** EXCERPT PROVIDED **
◇ ◇ ◇ ◇ ◇ ◇ ◇

Moreover, the Treasury Board Secretariat (TBS) has a variety of rules governing accessibility, bilingualism, common look and feel, information management, the protection of personal privacy, and more. These regulations apply to services managed and offered by CSPS.

Having said that, after a three-month pilot, a new service called GCcollab has been launched by the Treasury Branch in early 2017. This service is similar to GCconnex, with the difference that members of the college and university community in Canada may also be members. GCcollab could be used by the School to illustrate what it takes to perform various jobs in the public service. They also felt that there might be a marketing and communications role.

Virtual Library

The original intent of plans to develop a virtual library was to offer online access to texts and resources employed in CSPS courses analogous to the manner in which the physical library offered resources to participants in in-class courses. The model would be to implement a library services- agreement with service providers for e-books, with all the functionalities.

◇ ◇ ◇ ◇ ◇ ◇ ◇

** GIVEN TASK **
Continue the passage about CSPS online services and its virtual library plans, starting after its final sentence.

◇ ◇ ◇ ◇ ◇ ◇ ◇

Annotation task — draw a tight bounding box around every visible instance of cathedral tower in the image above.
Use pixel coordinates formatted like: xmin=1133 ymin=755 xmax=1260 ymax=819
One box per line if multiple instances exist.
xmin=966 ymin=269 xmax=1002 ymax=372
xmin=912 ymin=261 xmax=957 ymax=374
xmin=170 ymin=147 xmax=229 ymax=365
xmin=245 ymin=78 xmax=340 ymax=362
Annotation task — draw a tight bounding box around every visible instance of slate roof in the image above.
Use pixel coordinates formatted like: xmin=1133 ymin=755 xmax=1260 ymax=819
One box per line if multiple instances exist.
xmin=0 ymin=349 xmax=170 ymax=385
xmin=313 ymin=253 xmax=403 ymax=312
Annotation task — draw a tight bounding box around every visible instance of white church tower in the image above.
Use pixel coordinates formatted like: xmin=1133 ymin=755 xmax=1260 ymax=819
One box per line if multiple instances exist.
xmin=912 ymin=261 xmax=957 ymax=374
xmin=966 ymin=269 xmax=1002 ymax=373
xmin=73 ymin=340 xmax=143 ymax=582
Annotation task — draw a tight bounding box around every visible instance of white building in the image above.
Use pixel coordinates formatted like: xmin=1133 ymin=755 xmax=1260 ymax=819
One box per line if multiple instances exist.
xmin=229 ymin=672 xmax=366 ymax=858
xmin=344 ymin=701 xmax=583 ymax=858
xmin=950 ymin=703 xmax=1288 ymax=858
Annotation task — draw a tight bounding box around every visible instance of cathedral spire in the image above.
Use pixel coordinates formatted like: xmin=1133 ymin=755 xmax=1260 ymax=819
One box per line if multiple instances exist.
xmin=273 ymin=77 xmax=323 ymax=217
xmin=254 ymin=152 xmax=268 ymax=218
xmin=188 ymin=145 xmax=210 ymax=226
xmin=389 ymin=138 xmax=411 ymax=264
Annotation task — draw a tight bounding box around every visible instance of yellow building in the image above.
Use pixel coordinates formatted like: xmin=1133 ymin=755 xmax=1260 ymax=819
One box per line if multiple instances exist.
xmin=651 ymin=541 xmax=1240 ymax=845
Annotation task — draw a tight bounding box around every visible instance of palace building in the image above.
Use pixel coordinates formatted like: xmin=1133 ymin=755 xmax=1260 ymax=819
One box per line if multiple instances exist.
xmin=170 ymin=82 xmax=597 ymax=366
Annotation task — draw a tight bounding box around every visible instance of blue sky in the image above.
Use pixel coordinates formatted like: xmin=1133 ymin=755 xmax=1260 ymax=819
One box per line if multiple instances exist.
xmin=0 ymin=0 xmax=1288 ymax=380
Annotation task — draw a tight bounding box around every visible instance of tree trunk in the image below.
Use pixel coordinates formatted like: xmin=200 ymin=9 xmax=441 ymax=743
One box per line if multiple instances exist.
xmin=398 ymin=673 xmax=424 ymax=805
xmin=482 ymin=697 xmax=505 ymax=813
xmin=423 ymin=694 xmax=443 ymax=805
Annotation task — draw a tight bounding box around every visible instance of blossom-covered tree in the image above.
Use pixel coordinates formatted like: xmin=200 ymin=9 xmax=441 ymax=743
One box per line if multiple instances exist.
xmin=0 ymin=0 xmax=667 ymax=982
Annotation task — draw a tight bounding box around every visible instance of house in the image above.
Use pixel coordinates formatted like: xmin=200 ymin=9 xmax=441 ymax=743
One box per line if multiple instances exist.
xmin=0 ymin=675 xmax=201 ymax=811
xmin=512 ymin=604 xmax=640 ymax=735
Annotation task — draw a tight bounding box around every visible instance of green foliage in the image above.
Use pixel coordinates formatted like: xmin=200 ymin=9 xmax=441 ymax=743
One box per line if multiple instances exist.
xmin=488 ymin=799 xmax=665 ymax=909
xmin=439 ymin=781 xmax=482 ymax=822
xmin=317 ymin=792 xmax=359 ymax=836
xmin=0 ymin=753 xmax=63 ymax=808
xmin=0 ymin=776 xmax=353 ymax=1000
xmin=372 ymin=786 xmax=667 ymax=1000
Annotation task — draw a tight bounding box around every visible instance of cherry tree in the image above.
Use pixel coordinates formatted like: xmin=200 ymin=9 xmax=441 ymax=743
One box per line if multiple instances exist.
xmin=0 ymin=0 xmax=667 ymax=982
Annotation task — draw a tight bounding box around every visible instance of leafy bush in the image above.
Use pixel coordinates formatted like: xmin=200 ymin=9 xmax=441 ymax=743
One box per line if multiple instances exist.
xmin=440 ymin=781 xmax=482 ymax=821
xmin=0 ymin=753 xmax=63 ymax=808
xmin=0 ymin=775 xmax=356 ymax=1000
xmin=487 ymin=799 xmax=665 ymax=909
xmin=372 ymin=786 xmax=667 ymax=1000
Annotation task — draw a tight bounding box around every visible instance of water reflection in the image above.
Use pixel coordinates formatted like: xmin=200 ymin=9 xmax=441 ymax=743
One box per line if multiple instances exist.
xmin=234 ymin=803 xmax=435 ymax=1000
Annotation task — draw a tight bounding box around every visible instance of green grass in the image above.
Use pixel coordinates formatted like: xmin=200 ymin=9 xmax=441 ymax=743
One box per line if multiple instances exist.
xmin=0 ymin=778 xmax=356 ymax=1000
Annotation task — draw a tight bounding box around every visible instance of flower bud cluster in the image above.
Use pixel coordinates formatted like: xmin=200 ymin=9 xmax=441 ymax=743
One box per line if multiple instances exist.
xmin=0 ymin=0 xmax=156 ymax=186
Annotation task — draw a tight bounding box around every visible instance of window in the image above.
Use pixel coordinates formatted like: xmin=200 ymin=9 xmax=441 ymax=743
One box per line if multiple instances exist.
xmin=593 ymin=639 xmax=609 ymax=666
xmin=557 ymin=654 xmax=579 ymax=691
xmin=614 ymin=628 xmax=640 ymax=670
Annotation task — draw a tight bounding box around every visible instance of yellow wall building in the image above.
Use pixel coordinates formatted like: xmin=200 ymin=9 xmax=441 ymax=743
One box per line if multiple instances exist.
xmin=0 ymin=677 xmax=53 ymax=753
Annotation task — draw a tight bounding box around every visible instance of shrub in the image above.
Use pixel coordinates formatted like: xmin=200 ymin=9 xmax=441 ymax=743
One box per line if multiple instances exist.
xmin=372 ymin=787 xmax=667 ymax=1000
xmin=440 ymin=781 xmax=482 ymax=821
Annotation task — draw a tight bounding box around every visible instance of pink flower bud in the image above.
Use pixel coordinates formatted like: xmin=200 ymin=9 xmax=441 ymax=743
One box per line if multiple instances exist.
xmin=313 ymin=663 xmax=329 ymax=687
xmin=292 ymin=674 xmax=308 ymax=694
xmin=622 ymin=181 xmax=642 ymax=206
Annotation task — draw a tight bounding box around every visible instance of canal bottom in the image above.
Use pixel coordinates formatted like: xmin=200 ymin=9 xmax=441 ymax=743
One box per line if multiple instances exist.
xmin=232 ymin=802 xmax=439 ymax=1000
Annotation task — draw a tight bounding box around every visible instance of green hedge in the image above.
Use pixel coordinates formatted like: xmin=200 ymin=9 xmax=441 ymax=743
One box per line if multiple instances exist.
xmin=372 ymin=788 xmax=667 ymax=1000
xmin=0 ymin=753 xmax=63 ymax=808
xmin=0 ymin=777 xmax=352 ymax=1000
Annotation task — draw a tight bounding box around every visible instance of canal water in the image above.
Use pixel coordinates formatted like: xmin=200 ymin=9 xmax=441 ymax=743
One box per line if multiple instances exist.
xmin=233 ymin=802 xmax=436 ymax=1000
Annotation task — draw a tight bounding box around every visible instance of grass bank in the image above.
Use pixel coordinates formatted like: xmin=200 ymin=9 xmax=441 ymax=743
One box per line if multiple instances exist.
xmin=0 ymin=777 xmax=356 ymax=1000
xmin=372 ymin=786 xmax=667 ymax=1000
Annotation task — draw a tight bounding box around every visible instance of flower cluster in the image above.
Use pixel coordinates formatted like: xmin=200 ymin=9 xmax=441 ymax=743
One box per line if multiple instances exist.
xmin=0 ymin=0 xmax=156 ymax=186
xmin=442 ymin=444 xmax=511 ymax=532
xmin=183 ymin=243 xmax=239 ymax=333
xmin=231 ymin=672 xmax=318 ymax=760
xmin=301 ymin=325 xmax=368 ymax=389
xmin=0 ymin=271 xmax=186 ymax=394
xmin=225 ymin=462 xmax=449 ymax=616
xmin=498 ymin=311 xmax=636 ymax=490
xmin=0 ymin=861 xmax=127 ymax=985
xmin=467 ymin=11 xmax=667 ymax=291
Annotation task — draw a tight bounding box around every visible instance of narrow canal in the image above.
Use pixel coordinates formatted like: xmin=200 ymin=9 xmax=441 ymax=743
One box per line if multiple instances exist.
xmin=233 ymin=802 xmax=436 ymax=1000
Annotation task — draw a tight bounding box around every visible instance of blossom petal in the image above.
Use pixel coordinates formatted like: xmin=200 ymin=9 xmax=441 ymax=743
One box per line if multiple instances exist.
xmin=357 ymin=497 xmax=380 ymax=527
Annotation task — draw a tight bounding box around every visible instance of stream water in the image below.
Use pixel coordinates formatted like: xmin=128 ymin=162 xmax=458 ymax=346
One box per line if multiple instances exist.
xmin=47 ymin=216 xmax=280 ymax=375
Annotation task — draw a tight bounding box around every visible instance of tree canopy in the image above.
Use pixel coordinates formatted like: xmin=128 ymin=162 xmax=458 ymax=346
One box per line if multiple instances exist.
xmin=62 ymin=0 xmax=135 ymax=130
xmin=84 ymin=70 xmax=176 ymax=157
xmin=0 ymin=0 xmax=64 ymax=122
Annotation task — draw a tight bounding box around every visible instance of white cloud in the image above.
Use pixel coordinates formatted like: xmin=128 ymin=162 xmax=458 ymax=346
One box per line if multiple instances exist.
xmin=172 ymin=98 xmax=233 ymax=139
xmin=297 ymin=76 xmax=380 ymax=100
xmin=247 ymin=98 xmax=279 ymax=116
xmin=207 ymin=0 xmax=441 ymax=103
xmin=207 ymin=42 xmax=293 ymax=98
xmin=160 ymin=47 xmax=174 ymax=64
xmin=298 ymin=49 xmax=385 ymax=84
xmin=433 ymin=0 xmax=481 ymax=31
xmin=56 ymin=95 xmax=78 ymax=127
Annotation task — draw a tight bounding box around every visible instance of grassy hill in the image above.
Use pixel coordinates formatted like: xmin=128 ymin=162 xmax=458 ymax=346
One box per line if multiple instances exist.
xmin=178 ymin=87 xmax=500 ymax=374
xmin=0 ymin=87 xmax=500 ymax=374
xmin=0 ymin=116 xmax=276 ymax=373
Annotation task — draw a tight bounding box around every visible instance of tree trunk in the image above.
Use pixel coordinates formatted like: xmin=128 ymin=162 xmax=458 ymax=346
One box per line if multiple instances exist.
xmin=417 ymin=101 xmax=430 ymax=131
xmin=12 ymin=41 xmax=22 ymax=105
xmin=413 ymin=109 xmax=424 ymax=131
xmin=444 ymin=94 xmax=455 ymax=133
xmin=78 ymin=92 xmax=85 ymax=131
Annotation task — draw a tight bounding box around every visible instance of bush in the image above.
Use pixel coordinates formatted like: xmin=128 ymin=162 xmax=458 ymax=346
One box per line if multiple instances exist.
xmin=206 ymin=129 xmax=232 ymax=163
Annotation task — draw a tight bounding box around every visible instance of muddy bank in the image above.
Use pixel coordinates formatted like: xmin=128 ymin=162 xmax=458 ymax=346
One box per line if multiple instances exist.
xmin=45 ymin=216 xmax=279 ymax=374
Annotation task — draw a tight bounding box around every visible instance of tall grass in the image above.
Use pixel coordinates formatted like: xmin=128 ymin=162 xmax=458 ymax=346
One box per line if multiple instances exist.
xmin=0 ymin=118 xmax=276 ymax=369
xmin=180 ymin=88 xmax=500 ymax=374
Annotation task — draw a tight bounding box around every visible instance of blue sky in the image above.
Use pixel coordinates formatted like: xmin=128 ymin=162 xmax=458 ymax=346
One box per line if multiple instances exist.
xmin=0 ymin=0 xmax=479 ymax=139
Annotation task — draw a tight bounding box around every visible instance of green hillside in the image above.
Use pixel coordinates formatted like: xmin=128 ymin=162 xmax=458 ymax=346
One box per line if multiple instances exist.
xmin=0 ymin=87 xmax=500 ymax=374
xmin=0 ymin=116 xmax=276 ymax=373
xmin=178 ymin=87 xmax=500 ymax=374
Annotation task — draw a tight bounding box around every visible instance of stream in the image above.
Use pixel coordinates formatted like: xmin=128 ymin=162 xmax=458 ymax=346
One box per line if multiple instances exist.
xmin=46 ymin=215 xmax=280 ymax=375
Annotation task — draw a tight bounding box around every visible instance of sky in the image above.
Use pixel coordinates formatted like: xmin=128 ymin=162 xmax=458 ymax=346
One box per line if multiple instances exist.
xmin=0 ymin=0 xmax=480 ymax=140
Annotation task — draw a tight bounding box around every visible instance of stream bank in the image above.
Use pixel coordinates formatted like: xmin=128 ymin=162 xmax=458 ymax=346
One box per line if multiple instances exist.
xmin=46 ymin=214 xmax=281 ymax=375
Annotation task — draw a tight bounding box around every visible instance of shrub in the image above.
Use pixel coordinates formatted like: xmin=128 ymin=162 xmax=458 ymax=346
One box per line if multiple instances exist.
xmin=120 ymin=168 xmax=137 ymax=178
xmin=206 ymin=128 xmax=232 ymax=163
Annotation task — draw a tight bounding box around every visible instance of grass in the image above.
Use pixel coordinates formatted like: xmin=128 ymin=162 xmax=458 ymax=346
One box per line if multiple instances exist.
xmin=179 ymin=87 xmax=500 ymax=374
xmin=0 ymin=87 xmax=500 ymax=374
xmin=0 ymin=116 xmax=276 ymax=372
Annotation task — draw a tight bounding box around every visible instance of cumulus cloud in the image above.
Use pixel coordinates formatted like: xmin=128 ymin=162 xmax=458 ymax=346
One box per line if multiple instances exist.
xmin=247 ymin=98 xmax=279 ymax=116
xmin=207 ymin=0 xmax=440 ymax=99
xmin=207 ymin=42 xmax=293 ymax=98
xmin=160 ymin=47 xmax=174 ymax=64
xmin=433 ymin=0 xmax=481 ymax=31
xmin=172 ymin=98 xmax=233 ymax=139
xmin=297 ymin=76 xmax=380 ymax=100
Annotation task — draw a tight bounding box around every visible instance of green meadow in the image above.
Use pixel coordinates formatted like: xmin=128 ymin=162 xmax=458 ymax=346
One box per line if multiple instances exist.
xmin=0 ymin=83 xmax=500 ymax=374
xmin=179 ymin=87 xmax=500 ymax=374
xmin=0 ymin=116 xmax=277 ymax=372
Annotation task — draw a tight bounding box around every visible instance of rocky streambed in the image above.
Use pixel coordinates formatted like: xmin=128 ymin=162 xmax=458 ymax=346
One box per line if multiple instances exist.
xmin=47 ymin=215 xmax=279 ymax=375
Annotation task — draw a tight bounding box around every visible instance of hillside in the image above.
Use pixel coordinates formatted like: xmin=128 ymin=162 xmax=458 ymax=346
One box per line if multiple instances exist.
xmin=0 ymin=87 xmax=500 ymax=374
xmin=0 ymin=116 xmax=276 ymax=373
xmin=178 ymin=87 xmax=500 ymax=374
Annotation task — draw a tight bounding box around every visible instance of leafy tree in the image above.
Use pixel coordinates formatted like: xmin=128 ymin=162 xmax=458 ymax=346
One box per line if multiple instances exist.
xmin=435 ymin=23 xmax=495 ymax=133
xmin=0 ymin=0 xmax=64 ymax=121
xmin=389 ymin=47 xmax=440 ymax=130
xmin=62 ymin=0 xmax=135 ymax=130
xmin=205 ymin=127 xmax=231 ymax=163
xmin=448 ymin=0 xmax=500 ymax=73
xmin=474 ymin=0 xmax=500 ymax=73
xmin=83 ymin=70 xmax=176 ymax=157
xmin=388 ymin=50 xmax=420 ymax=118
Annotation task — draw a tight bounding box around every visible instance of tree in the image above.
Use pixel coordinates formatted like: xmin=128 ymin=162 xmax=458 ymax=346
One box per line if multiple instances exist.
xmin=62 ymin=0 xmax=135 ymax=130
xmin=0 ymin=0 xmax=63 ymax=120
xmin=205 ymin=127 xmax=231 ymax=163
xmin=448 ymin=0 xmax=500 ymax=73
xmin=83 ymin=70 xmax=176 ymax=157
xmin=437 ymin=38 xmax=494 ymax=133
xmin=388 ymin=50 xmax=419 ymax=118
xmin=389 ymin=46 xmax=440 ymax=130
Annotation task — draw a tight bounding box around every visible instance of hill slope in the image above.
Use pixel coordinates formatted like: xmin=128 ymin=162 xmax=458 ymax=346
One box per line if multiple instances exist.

◇ ◇ ◇ ◇ ◇ ◇ ◇

** THE RESPONSE **
But we can imagine a wider possibility. With all the departmental libraries closing there is a greater opportunity to do something meaningful. Is the Government of Canada maintaining EBSCO and for-fee academic databases? Perhaps there is an opportunity for all of the public service to be covered under a single service. This would go well beyond the mandate of the CSPS, however.

There is a large number of virtual libraries in other government departments, including, for example, the Federal Science Library and the libraries hosted by the National Research Council and the activities of Library and Archives Canada (LAC). And again there is possible interoperability via GCcampus. Some suggested the School could scan for and add resource listings, without any additional work – "but there would have to be some kind of caveat or waiver that we are not all-encompassing," said one respondent.

Any library initiative essentially entails the employment of resource metadata standards. Work on resource metadata standards has been an ongoing activity for the School for some time now and over the years, there have been a few groups working on this. Some staff were aware of initiatives such as Learning Object Metadata and Cancore (Cancore, 2006).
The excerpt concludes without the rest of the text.